[文書]

ロジックツリーをうまく使うと、自分が抱えている問題の全体像を体系的に
掴むことができるだけではなく、問題解決の方法を思いつきではなく、体系
として発想することができるようになります。

ただしロジックツリーは、1+1=2を前提としたツールですから、要素間
の相乗効果までは測ることができません。

そのために四角い格子図であるマトリクス図が威力を発揮します。

SWOT分析やPPM分析もポジショニングマップもマトリクス図です。ア
ンゾフの成長ベクトルも有名ですね。

マトリクス図は、MECEではないことも多いのですが、要素間の関係性が
明確になって、場合によっては、1+1=10ぐらいの相乗効果を発見する
こともあるので、非常にパワフルな"魔法のツール"です。

■さらにシステムを捉える上で重要性を増しているのが「ループ図」と呼ば
れるものです。

これは各要素のつながりや因果関係を表したもの。

PDCAを時計回りの図に表すことがあるかと思いますが、あれがループ図
の典型です。

ロジックツリーやマトリクス図は、静的な位置づけや関係性を表すことに有
効ですが、ループ図は動的な関係性、発展性を表すことが可能です。

確かに全ての問題は、複雑に動く関係性の中に存在しており、その動的なシ
ステム(仕組み)を把握しない限りは、抜本的な問題解決に至ることはでき
ません。

思考脳力のつくり方 ─仕事と人生を革新する四つの思考法」では、「シ
ステム思考といえば、因果関係ループとシステムダイナミクスだ」と考える
ことを「狭義のシステム思考」と述べています。

■「なぜあの人の解決策はいつもうまくいくのか?─小さな力で大きく動か
す!システム思考の上手な使い方
」には、その「狭義のシステム思考」に則
り、ループ図の使い方が詳細に書かれています。

例えば、あるメーカーが、順調に売上を上げてきたつもりなのに急に頭打ち
になってしまった。という問題があったとします。

商品が飽きられてきた。営業の慢心。ライバルの存在。など様々な理由を並
べたとしても、具体的にどのように問題解決に取り組んだらいいか分かりま
せん。

そこで、ループ図に整理してみます。

まずは、売上増→キャッシュ増→新製品の追加→受注増→売上増というプラ
スのループを書きます。

それに対して、受注増→受注対応業務増→納期遅れ→顧客の評価減→受注減。
というマイナスのループが考えられます。

つまりこの場合、売上が増えるごとに、受注対応業務が追いつかなくなり、
顧客の信頼を落とすというマイナスのループが働くことを示しています。

ということは、受注業務の軽減措置をとらなければ問題は解決しません。一
時的には、受注制限をしなければならない場面もあるかも知れません。

この他にも、受注増→営業のキャパオーバー→営業活動の希薄化→顧客の信
頼性減→受注減。というループが書けるかも知れません。

受注増→人気商品の明確化→ライバル会社からミート→顧客の選択肢が増え
る→受注減。というケースも考えられます。

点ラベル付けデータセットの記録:

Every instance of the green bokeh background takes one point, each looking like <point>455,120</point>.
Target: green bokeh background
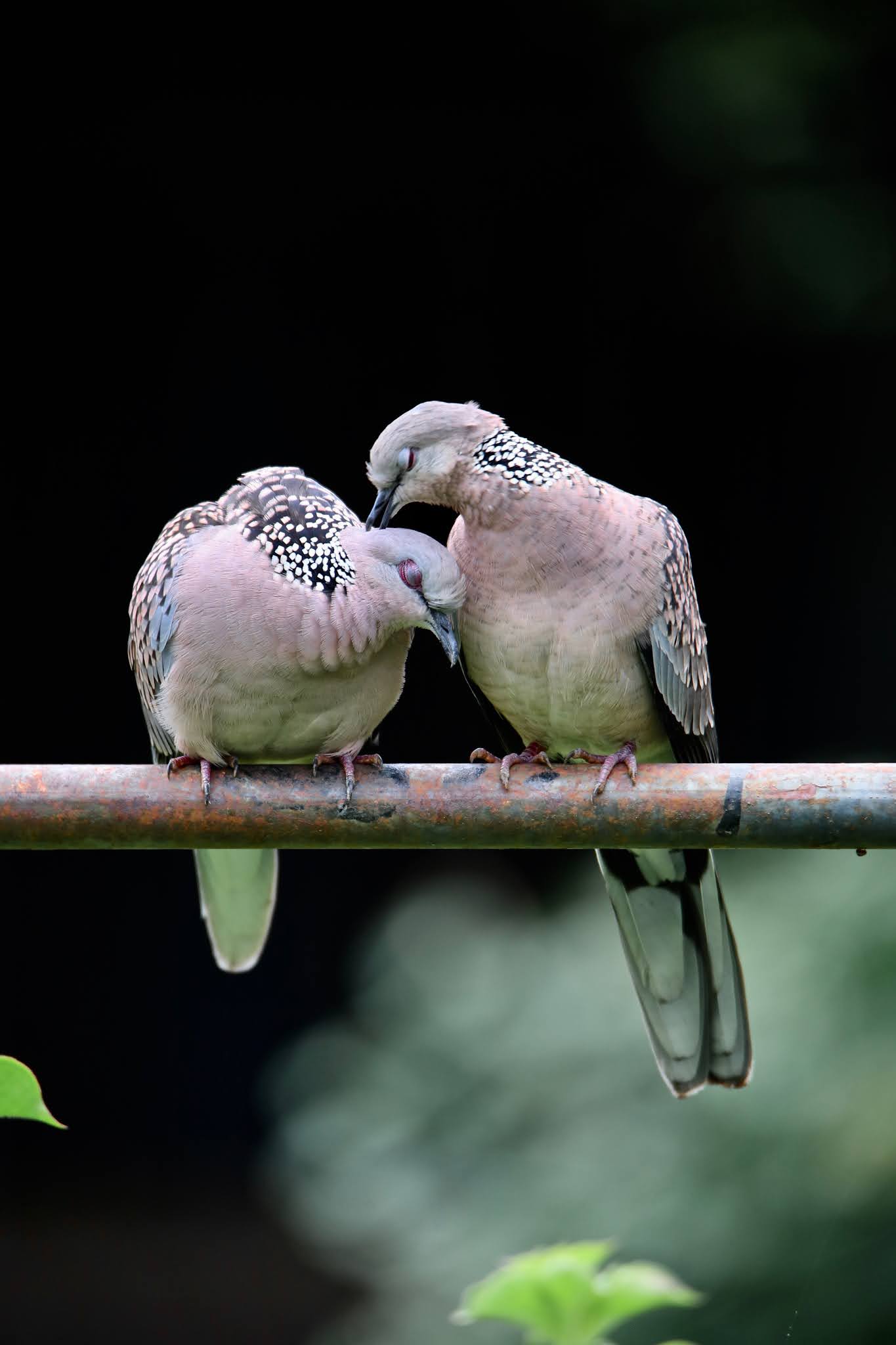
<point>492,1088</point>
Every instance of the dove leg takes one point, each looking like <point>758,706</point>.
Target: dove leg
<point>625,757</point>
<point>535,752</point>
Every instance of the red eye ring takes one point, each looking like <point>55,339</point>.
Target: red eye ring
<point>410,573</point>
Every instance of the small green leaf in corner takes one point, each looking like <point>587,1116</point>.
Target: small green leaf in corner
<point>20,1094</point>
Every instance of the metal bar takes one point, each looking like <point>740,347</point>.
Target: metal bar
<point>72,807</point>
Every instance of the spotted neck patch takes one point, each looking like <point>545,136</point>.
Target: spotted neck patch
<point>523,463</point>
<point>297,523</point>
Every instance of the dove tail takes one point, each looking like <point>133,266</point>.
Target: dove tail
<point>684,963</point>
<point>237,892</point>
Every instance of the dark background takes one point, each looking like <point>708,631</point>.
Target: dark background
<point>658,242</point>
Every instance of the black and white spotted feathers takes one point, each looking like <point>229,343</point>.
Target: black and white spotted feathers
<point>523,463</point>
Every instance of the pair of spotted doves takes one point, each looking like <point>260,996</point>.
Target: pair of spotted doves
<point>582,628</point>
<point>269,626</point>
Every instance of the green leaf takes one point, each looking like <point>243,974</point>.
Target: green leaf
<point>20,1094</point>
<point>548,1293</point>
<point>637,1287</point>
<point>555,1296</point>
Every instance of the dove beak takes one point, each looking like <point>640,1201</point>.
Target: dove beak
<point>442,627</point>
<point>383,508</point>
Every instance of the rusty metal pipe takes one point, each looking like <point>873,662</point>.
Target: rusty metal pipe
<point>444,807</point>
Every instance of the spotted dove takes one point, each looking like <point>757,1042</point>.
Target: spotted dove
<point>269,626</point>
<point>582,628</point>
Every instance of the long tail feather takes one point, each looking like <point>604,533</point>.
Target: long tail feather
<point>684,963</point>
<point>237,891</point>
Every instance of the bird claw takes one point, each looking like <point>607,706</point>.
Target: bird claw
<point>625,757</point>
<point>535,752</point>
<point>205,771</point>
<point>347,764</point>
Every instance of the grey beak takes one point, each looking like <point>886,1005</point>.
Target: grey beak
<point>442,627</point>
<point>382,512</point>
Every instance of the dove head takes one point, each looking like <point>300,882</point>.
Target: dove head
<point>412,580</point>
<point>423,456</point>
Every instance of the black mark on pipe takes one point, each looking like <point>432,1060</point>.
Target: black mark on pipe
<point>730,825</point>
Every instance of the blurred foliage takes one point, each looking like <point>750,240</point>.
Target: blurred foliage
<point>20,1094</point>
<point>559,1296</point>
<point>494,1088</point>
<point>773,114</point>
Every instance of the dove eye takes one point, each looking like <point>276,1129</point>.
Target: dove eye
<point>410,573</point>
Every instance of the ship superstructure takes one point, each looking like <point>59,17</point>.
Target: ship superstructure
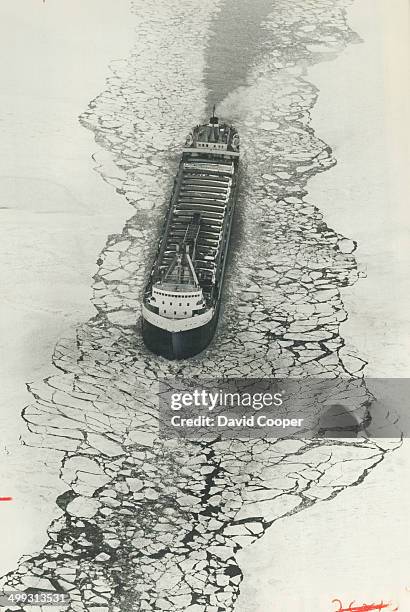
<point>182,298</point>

--

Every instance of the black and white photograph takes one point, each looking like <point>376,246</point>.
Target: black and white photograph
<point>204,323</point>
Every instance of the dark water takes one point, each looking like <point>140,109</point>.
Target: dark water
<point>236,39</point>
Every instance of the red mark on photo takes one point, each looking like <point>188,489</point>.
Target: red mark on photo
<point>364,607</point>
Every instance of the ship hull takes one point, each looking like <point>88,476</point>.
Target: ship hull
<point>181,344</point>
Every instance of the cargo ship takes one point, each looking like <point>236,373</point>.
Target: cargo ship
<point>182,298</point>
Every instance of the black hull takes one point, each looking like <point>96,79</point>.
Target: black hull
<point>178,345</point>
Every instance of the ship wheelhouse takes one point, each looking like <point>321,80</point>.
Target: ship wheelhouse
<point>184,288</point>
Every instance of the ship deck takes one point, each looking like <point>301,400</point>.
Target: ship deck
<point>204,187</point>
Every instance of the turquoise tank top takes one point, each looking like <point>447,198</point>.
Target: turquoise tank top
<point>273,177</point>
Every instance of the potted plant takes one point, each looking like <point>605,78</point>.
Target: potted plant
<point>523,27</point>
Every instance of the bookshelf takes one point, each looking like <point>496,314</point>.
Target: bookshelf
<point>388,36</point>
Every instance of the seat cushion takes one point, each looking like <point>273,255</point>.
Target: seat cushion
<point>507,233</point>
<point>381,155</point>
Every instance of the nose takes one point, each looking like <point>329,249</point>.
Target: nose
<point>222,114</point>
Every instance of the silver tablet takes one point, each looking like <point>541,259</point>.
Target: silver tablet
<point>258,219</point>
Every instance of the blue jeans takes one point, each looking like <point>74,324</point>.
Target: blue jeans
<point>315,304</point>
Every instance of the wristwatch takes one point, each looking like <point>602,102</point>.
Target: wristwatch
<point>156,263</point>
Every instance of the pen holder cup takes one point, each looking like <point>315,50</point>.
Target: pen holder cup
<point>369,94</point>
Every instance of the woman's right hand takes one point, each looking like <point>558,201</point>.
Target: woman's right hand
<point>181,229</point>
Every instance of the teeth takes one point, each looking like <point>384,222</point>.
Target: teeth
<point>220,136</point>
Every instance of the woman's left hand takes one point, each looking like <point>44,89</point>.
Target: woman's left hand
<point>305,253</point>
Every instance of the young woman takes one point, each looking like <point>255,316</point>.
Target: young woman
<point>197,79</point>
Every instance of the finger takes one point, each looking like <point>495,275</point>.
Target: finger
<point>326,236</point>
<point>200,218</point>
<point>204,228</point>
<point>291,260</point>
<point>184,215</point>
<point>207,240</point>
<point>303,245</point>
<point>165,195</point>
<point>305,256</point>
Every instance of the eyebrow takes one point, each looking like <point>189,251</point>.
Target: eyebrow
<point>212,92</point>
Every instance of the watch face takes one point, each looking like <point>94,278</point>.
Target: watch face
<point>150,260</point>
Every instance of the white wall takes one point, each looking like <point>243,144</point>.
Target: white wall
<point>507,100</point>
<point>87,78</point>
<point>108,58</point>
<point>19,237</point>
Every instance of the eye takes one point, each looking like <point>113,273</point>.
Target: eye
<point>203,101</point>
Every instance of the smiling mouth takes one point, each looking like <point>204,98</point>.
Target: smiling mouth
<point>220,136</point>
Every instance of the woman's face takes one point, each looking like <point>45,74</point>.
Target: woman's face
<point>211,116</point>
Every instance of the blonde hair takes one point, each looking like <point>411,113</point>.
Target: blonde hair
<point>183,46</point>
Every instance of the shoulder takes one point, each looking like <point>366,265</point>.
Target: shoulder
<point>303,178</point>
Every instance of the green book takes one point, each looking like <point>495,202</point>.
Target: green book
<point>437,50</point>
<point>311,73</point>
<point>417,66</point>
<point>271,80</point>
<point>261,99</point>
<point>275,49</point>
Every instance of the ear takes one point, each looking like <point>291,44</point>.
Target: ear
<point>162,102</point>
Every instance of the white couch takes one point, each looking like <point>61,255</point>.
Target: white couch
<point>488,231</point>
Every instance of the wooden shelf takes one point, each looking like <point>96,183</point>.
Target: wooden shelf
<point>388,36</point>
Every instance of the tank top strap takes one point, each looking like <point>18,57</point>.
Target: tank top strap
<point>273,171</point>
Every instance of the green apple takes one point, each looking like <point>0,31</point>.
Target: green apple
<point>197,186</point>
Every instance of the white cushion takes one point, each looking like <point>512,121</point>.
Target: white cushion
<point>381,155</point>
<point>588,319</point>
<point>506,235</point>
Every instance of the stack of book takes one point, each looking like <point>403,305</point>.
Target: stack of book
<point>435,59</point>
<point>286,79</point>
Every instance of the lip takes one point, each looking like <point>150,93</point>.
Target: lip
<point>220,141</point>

[作業指示]
1) 文書によれば、ロジックツリーでは何を測ることができないか。
2) 文書のうち、「それに対して、受注増→受注対応業務増→納期遅れ→顧客の評価減→受注減。」から「る→受注減。というケースも考えられます。」までを、両端を含めてそのまま書き写してください。
3) 文書の例では、売上の頭打ちを解決するために受注業務の軽減措置が必要だとされています。その理由を文書に基づいて説明してください。
これらの資料は本作業では使用しません。

[解答例]
1) 要素間の相乗効果です。

2)
それに対して、受注増→受注対応業務増→納期遅れ→顧客の評価減→受注減。
というマイナスのループが考えられます。

つまりこの場合、売上が増えるごとに、受注対応業務が追いつかなくなり、
顧客の信頼を落とすというマイナスのループが働くことを示しています。

ということは、受注業務の軽減措置をとらなければ問題は解決しません。一
時的には、受注制限をしなければならない場面もあるかも知れません。

この他にも、受注増→営業のキャパオーバー→営業活動の希薄化→顧客の信
頼性減→受注減。というループが書けるかも知れません。

受注増→人気商品の明確化→ライバル会社からミート→顧客の選択肢が増え
る→受注減。というケースも考えられます。

3) 売上が増えるにつれて受注対応業務が追いつかなくなり、納期遅れから顧客の評価が下がって受注が減るというマイナスのループが働くためです。そのため、受注業務の負担を軽くしなければ問題は解決しないとされています。